#### [GIVEN INFORMATION]
· · · · · · ·

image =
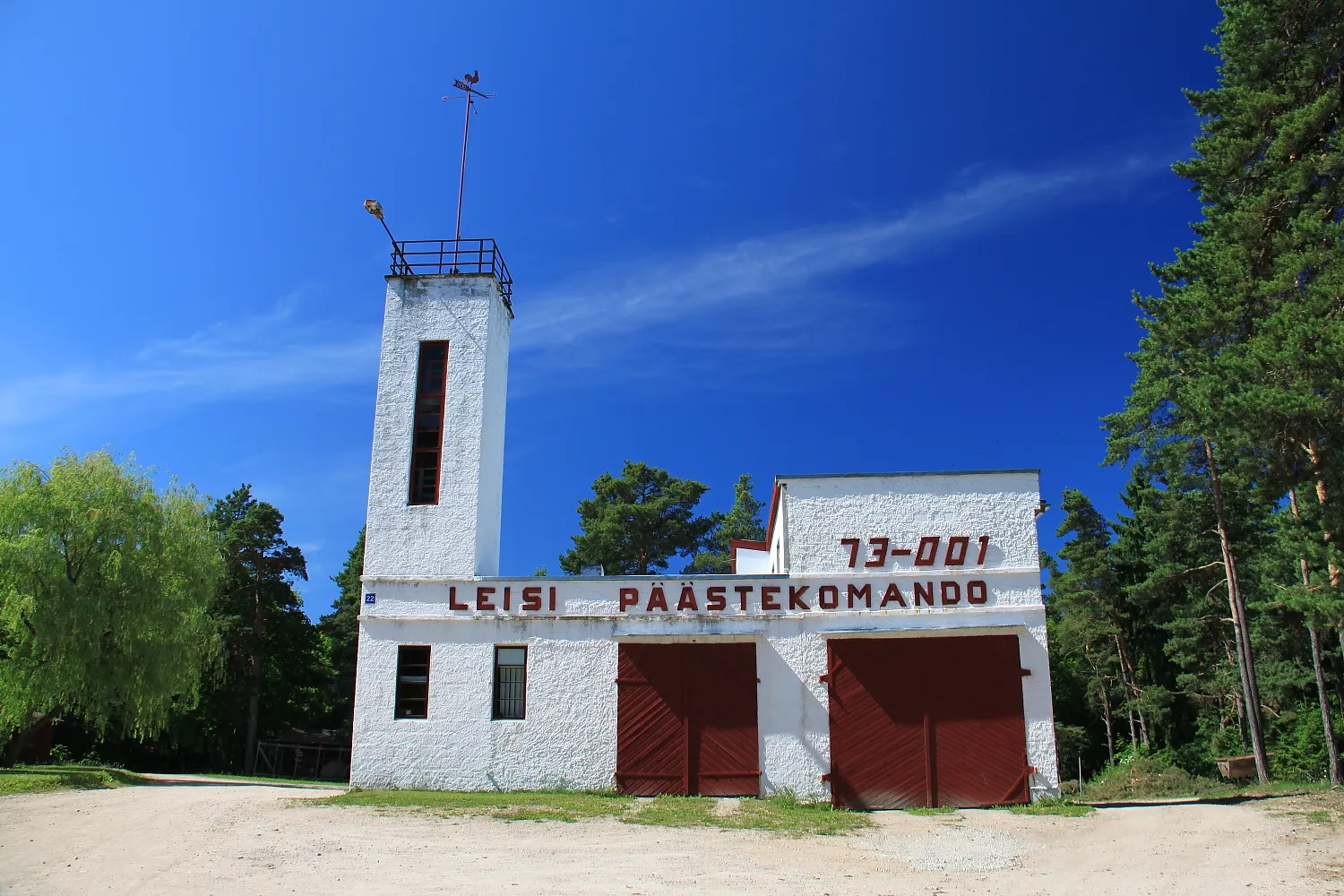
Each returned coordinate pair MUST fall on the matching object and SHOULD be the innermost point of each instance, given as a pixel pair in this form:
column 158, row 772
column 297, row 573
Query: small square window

· · · · · · ·

#### [WHAT YOU NEED TO DO]
Copy out the data above line for line, leaving out the picture.

#### [EXERCISE RESPONSE]
image =
Each returned coordinate pair MUST fall on the matching object and SHOULD be the innermost point of each instance, given as a pixel pair in this form:
column 158, row 772
column 297, row 573
Query: small square window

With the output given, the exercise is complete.